- _Given problem_
Swap "field-monitoring" for "site-survey" throughout the records below, and reproduce every line otherwise unchanged. Omit the pictures from your answer.
───── Records ─────
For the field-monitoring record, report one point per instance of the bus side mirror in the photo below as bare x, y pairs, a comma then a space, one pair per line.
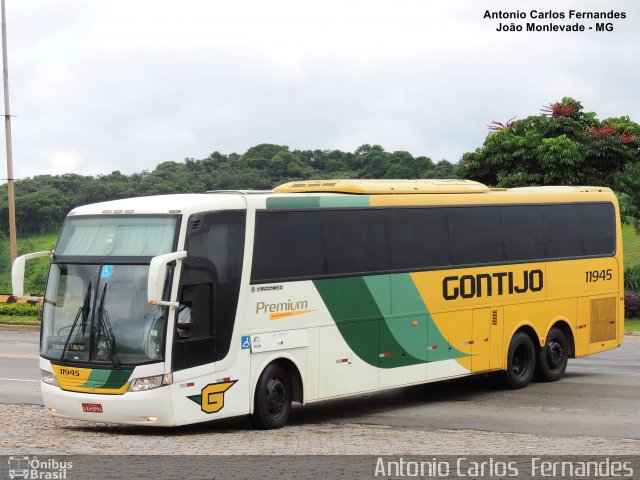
158, 275
17, 271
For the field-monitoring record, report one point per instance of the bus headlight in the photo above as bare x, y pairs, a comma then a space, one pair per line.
48, 377
149, 383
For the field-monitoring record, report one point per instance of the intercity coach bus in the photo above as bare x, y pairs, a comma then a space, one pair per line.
177, 309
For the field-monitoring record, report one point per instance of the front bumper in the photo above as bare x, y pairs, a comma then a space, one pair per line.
152, 407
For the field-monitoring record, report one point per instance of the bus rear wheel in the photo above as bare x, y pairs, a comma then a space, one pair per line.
521, 362
553, 357
272, 400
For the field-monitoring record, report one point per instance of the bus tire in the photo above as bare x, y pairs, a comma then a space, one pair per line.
553, 357
521, 362
272, 399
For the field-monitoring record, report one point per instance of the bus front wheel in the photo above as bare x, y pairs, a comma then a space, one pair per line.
272, 400
521, 362
553, 357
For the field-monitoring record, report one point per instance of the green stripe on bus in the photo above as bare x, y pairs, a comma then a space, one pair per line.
381, 334
99, 378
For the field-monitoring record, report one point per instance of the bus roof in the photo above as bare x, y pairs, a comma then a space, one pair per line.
383, 187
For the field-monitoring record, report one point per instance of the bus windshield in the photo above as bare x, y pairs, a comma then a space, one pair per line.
117, 236
99, 314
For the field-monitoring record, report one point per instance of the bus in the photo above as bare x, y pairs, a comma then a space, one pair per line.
176, 309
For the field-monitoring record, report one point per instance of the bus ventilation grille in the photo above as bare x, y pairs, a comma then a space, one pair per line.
603, 319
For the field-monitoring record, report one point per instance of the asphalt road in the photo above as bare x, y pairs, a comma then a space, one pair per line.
599, 396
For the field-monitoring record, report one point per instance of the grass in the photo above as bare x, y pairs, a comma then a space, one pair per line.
631, 244
632, 325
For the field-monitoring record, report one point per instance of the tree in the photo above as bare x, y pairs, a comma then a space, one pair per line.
563, 145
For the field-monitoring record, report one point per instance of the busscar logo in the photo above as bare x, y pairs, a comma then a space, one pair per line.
27, 467
211, 398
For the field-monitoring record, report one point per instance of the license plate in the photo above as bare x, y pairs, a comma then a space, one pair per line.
92, 407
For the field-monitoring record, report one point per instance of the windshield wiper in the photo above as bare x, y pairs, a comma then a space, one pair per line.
105, 325
82, 311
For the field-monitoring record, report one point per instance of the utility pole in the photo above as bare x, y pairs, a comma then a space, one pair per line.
7, 132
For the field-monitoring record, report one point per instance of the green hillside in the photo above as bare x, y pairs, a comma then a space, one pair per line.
37, 269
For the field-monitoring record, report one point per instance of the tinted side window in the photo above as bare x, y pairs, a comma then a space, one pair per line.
562, 231
419, 237
209, 288
287, 245
598, 228
523, 232
355, 241
475, 235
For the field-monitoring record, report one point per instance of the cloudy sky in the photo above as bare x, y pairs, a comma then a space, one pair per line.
101, 85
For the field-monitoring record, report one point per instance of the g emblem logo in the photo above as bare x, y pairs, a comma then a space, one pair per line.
211, 399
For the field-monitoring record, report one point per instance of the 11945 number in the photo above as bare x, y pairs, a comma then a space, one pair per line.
598, 275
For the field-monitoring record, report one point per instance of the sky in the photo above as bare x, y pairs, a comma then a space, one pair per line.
104, 85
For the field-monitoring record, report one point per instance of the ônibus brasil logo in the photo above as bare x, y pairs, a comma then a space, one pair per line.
35, 468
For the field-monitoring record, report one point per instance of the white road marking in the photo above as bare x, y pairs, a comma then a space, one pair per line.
7, 355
─────
- _Output of the exercise_
For the site-survey record, report one point per instance of the bus side mirror in the photo below as bare x, y pairs, a comma then a space, one pair per line.
158, 275
17, 271
For the site-survey record, report one point per instance of the bus headlight in the photo above as bare x, y pairs, a comma then a space, one pair per line.
48, 377
149, 383
For the site-survey record, report one point per instance of the intercity coach bus in the photo above as bare x, y pairs, a comma then a space, one pair per line.
177, 309
For the site-survey record, report one point per instance of the front bumper in the photo above as bare x, y pairs, a comma then a space, one pair per line.
152, 407
For the site-survey record, report one point per instance of the bus rear wheel in the photo above as bare x, y pairs, a comma then a space, one pair per line.
521, 362
553, 357
272, 400
For the site-survey record, report one point per instance of the bus tire in the photo above as bare x, y pairs, a comma then a space, one pair per line.
553, 357
521, 362
272, 399
For the site-survey record, report one point per instance of the bus front wheel in the photo above as bare x, y pairs, a comma then a space, one pair per line.
272, 400
521, 362
553, 357
For the site-survey record, report one point per instance of the green stripe on bus in the photo above as bare x, y pairs, a comma then a space, one pair per line.
381, 334
99, 378
For the site-survey record, report one point per instance of the bus roof in the photo above as bare x, y pairs, a comma then a space, one pair per line.
383, 187
For the site-survey record, report one point per instance of the bus windshield in the photo above as bare x, y pairs, a comma then a space, one pair per line.
117, 236
99, 314
For the site-survey record, report one point per instance of the bus in the photo above as bare x, y pairs, a comma then a space, one pair per line.
176, 309
For the site-survey record, report one point per instance of the bus ventilation grille in the photo above as bare x, y pairs, a comma then a space, one pair per line.
603, 319
For the site-survey record, report one point per instance of the asphalt road in the photo above as bare x, y pairs, a comma then a space, one pair per line.
599, 396
For the site-survey record, report one point per instance of the grass in the photo above as bare x, y pairs, a comma then a space, one pair per line.
631, 244
632, 325
For the site-survey record, report one point per instance of the tree in the photo above as bare x, y pairs, a comma then a space, one pair per line.
563, 145
For the site-survey record, report one point per instance of the busscar logo in the photo above as bare x, y pairs, a comma then a space, one pair per line.
27, 467
211, 398
For the site-survey record, report one point per instance of the license plate in the photo above as bare x, y pairs, a comma then a space, one pair per line.
92, 407
For the site-survey record, report one point per instance of the windshield wiper in the photo above as bare x, y pairs, a comma then a space, one pair per line.
105, 325
82, 311
For the site-survey record, report one point per instance of the utility pole in the photo above as bare x, y pairs, a comma then a space, one pair per line.
7, 132
For the site-survey record, report one point per instance of the green hillside in the photo above as bare x, y pairs, a comma then a space, one pair per line.
37, 269
For the site-survey record, report one point per instance of the tinted side window in the photo above as bare x, y pairs, a comma then a space, one pair per line.
562, 231
419, 237
209, 288
287, 245
598, 228
523, 232
355, 241
475, 235
For the site-survey record, report one point per instance of the cloudy sky in the photo above as bare x, y pairs, a comma then a space, one pair per line.
101, 85
For the site-survey record, report one point per instance of the g emblem logo in the photo above as bare x, y pairs, a comma then a space, one pair per line.
211, 399
For the site-survey record, report one point per instance of the 11945 number in the photo above as bare x, y pairs, a comma then a space, one pair per line.
598, 275
For the site-survey record, report one point per instance of the sky in the photo above as bare x, y pairs, a comma then a space, one pair per line.
104, 85
For the site-survey record, report one point per instance of the ônibus brasil logo in the photo above as bare x, y pairs, a comma then a space, one pair per line.
35, 468
For the site-survey record, report one point per instance of the white road marking in the photo above as bare x, y pairs, a comma then a space, one pair per line.
7, 355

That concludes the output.